- _What you are asked to do_: Please identify each line of the data below that contains the word "instance" and copy every one of those lines.

- _Entries shown_:
******
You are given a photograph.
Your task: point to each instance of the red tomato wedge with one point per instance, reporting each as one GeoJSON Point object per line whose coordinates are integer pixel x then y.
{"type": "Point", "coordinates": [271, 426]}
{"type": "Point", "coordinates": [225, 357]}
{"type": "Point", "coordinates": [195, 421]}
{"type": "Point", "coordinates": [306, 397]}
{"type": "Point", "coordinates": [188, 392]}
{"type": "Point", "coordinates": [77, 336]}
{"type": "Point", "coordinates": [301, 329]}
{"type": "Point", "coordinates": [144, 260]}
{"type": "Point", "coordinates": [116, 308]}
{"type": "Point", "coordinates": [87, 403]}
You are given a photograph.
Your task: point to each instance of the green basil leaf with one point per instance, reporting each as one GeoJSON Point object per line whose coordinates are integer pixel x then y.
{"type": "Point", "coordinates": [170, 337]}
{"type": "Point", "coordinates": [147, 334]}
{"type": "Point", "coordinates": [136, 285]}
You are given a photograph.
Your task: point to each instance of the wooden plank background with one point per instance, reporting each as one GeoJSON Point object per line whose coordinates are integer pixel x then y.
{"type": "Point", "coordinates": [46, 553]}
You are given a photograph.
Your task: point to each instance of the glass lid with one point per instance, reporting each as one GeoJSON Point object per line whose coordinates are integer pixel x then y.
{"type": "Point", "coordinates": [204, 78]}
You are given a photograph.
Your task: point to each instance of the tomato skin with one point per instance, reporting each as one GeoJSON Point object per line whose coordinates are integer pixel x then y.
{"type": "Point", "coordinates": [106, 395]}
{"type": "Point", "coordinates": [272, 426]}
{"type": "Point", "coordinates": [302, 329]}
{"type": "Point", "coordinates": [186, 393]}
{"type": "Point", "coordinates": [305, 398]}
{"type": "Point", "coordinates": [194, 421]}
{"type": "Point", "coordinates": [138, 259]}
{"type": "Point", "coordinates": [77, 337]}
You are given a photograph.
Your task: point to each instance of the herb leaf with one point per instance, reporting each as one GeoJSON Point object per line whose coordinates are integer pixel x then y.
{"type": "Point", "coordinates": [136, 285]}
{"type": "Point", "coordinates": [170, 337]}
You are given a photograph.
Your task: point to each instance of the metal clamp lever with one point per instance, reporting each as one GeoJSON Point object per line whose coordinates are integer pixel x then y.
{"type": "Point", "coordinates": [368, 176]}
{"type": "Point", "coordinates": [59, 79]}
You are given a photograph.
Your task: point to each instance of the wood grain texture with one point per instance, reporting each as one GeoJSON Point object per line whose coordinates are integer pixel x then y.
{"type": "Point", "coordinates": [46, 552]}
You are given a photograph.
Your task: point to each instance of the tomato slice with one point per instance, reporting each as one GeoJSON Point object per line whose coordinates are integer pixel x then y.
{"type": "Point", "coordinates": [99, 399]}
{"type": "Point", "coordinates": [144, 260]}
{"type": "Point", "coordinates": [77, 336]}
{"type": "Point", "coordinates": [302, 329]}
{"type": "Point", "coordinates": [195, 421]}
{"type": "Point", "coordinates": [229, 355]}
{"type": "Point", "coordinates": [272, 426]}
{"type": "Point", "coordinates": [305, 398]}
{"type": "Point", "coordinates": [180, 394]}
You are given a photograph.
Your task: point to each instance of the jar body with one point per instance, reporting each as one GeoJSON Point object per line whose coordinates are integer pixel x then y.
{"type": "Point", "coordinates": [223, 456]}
******
- _Reply to the exercise_:
Your task: point to each instance of the red tomato wedge with one point per instance, reporting each as one GeoJSON Point object per line whose coordinates are integer pixel x then y.
Your task: point to each instance of the green basil leaf with one point per instance, reporting each as one GeoJSON Point object per line whose coordinates are integer pixel x then y.
Your task: point to each instance of the wooden plank background with one point per instance, reporting each as one GeoJSON Point object per line whose coordinates are integer pixel x then y.
Your task: point to each instance of the glass lid with one point per instance, reporting each as one GeoJSON Point object per line whose coordinates are integer pixel x then y.
Your task: point to each instance of the tomato skin with one point per instance, reporting each as one GeoJSON Point object per line whose coordinates are integer pixel x then y.
Your task: point to each instance of the herb leaf with one point per instance, reporting each as one GeoJSON Point object per line whose coordinates are integer pixel x then y.
Your task: point to each instance of the metal clamp lever with one point per instance, reporting each as one GeoJSON Point object per line whose coordinates are integer pixel x then y.
Your task: point to each instance of the wood grain texture with one point per instance, reporting each as one GeoJSON Point object per line whose coordinates are integer pixel x then y.
Your task: point to each instance of the tomato slice with one point per instance, reporting each as one GeoJSON Point object per line whose coordinates are integer pixel x then y.
Your task: point to each instance of the jar body with one point per instance, reporting each as one GeoJSON Point object per line whose coordinates are integer pixel x then y.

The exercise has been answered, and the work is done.